### Exercise:
Locate each line of the records below that contains the string "rocky", and copy those lines out. Matching is case-sensitive.

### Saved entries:
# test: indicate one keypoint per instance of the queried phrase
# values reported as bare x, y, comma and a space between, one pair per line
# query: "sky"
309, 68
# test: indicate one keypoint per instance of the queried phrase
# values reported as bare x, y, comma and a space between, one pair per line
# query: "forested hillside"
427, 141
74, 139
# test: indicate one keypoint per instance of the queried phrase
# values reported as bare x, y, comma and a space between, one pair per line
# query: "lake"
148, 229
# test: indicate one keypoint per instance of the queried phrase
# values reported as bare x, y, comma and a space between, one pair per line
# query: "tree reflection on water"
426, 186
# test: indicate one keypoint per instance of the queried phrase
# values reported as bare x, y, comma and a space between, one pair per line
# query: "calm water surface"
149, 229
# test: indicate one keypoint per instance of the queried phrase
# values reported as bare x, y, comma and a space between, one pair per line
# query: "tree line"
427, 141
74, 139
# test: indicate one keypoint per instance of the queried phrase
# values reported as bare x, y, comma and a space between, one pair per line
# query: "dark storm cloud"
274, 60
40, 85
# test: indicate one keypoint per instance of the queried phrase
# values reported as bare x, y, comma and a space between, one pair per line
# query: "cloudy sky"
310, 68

---

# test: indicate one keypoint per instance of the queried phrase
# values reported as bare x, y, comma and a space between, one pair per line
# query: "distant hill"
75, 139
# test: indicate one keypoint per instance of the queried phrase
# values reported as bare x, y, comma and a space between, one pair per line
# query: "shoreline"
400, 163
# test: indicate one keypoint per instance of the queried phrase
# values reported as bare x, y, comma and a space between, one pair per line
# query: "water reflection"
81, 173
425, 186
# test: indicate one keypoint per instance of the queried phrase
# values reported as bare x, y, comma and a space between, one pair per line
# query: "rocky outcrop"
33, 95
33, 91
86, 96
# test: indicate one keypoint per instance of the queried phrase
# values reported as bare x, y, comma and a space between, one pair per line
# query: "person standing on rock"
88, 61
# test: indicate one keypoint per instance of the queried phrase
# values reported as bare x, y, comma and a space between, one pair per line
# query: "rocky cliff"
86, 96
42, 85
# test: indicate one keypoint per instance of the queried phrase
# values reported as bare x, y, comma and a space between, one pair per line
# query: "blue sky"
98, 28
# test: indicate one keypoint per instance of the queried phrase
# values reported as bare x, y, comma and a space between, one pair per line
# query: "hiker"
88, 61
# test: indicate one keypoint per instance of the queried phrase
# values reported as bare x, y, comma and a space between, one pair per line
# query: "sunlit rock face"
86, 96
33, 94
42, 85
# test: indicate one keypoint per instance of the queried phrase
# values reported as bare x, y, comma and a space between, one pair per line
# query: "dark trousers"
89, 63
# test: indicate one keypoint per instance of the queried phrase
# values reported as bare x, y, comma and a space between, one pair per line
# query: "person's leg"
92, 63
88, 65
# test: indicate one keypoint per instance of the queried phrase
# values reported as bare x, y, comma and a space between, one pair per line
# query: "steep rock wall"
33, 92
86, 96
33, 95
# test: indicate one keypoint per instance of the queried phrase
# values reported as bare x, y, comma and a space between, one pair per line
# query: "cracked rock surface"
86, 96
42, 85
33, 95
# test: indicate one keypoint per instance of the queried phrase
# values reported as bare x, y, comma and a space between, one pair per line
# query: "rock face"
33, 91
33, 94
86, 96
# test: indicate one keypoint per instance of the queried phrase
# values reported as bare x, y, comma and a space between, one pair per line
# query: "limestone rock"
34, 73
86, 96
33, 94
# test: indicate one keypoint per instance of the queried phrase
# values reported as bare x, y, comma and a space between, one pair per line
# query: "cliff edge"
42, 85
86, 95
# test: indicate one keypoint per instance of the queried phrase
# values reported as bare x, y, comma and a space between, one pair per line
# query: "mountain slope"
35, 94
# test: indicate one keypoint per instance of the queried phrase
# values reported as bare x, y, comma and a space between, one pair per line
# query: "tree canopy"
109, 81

### Solution to the exercise:
# query: "rocky outcrop"
# query: "rocky cliff"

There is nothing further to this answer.